+++ SOURCE RECORDS +++

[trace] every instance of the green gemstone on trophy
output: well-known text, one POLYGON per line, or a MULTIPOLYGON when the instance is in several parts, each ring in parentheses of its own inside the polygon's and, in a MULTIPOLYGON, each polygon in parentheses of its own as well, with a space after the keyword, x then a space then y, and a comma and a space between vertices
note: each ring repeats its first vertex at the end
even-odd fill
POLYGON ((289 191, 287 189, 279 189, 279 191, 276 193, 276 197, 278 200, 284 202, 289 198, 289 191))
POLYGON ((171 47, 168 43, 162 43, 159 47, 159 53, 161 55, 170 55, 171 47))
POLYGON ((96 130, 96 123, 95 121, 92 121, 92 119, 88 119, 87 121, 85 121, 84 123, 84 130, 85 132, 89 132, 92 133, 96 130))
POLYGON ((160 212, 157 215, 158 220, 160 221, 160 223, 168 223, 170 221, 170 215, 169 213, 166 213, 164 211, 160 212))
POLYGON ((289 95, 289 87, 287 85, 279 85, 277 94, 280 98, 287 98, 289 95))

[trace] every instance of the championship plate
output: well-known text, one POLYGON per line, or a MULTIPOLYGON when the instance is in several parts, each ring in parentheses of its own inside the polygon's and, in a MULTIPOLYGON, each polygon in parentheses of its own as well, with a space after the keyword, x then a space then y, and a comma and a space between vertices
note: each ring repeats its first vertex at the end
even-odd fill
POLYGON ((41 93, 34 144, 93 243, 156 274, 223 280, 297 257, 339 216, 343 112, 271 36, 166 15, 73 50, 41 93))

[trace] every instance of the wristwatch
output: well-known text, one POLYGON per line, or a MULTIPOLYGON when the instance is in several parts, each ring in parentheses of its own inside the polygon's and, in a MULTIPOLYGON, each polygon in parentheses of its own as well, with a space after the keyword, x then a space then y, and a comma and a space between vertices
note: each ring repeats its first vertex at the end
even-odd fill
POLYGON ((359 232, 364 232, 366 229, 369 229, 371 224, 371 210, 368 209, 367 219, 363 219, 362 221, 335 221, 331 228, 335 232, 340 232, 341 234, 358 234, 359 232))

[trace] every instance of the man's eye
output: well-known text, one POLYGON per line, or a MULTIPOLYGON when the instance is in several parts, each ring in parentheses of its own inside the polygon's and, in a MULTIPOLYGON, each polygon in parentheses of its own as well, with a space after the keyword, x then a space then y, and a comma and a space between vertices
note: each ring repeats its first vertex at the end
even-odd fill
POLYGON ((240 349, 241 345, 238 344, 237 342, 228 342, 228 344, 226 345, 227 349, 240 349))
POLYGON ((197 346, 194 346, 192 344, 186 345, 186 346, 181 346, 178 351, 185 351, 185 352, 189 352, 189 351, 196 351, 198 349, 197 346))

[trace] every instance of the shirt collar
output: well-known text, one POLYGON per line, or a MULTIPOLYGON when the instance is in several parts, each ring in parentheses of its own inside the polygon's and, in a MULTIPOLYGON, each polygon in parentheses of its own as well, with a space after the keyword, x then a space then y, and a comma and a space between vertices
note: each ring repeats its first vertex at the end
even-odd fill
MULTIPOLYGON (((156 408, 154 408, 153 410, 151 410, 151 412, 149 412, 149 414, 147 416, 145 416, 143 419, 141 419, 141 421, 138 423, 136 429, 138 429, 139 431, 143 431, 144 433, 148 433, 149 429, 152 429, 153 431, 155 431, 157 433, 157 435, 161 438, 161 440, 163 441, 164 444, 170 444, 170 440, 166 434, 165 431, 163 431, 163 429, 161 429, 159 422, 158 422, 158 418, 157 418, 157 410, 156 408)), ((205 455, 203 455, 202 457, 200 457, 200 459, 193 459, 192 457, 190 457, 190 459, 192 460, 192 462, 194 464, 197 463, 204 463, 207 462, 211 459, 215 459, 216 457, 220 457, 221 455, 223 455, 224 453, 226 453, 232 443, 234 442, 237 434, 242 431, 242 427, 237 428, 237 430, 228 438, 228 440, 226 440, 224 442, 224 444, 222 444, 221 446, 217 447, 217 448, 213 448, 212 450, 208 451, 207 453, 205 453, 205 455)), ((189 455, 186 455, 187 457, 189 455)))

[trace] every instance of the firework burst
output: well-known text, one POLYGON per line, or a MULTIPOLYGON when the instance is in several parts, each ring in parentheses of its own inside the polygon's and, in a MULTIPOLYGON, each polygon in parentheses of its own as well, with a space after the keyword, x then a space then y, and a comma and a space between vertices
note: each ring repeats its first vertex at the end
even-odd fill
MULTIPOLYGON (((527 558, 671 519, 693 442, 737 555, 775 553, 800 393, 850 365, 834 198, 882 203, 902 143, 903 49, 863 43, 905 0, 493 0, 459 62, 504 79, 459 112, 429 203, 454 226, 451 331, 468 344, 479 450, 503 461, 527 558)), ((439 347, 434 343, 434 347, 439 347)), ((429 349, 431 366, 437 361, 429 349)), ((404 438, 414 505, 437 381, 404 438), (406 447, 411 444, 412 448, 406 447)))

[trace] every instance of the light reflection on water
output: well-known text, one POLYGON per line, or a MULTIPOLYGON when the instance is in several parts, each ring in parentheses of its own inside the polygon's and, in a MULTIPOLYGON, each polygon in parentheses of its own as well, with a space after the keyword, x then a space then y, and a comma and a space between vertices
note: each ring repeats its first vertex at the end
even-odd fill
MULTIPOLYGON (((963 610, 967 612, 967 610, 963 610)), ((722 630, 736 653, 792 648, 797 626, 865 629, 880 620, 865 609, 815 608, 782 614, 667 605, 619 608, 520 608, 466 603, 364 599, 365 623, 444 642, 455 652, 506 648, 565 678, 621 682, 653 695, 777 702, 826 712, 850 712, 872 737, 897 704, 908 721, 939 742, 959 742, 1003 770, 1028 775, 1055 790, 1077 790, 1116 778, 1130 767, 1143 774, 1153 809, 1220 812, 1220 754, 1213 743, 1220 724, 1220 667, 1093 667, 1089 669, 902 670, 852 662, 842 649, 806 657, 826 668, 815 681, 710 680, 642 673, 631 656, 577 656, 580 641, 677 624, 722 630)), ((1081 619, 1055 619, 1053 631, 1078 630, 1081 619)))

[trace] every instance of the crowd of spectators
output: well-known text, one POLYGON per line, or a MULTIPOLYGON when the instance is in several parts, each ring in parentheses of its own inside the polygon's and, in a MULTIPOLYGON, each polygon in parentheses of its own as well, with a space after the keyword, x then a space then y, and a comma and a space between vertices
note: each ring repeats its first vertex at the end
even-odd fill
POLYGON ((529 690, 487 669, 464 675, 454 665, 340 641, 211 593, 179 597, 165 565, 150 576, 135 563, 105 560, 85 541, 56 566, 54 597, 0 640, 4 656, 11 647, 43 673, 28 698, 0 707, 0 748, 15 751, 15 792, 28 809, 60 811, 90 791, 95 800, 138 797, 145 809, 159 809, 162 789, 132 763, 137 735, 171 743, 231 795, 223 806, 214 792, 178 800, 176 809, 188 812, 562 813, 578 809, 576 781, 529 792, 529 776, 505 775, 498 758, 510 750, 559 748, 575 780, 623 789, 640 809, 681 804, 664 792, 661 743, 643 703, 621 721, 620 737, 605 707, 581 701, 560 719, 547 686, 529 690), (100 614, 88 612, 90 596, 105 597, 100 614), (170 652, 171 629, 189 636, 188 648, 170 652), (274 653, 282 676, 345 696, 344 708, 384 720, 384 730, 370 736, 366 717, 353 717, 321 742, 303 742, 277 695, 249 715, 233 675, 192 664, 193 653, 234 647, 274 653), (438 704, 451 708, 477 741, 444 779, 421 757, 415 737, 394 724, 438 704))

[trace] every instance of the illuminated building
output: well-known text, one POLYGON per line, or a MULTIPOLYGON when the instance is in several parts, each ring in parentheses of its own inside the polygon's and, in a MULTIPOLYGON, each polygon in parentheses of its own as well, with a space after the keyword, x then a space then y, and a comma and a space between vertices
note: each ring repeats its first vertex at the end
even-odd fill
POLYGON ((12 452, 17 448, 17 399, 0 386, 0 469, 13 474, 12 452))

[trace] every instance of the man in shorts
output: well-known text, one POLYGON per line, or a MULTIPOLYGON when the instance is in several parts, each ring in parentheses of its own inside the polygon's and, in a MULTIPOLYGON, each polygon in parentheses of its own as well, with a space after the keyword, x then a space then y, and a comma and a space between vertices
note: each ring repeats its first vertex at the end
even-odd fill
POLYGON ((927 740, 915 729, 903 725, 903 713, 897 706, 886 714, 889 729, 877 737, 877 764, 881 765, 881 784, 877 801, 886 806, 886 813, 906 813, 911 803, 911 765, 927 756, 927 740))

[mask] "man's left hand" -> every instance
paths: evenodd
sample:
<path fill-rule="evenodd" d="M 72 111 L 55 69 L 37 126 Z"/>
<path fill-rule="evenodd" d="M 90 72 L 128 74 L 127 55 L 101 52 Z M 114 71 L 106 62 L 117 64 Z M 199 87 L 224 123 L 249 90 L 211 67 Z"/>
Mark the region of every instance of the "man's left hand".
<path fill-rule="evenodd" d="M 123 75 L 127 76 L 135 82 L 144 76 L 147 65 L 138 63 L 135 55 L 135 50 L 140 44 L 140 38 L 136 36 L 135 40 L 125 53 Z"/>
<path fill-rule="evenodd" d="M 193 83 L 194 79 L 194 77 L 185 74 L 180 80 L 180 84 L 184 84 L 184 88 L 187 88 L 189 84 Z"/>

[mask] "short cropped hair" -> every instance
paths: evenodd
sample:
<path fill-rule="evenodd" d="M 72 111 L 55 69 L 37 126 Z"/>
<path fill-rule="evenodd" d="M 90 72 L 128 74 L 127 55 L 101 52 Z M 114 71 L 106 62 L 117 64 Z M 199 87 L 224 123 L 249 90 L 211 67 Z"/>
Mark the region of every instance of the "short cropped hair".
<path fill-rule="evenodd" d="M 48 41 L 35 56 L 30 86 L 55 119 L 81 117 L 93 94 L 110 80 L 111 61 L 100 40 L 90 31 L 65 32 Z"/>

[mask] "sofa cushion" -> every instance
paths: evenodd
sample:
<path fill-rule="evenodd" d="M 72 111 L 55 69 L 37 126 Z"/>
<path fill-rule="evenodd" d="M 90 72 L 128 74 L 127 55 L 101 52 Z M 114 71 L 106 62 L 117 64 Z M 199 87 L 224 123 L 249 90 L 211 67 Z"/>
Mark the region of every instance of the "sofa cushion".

+++

**TASK STATEMENT:** Repeat the lines starting at the one containing "[trace] every instance of the light" and ending at the one containing "MULTIPOLYGON (((963 610, 967", with both of those lines included.

**SOLUTION FOR THIS PROBLEM:**
[trace] every instance of the light reflection on water
output: well-known text, one POLYGON per line, or a MULTIPOLYGON when the instance is in several parts, each ring in parentheses of its own inside the polygon's and, in a MULTIPOLYGON, each polygon in parentheses of its own as well, with a space after the keyword, x then a space then y, and a comma and a space between vertices
note: each ring repeats its first vertex at the end
even-odd fill
MULTIPOLYGON (((963 610, 967 612, 967 610, 963 610)), ((722 630, 736 653, 792 648, 797 626, 865 629, 880 620, 865 609, 815 608, 782 614, 667 605, 619 608, 520 608, 466 603, 364 599, 365 623, 444 642, 455 652, 506 648, 565 678, 621 682, 653 695, 777 702, 826 712, 850 712, 872 737, 897 704, 908 721, 939 742, 959 742, 1003 770, 1028 775, 1055 790, 1077 790, 1116 778, 1130 767, 1143 774, 1153 809, 1220 812, 1220 754, 1213 743, 1220 724, 1220 667, 1093 667, 1089 669, 902 670, 852 662, 842 649, 806 657, 826 668, 815 681, 710 680, 642 673, 631 656, 577 656, 580 641, 677 624, 722 630)), ((1081 619, 1055 619, 1053 631, 1078 630, 1081 619)))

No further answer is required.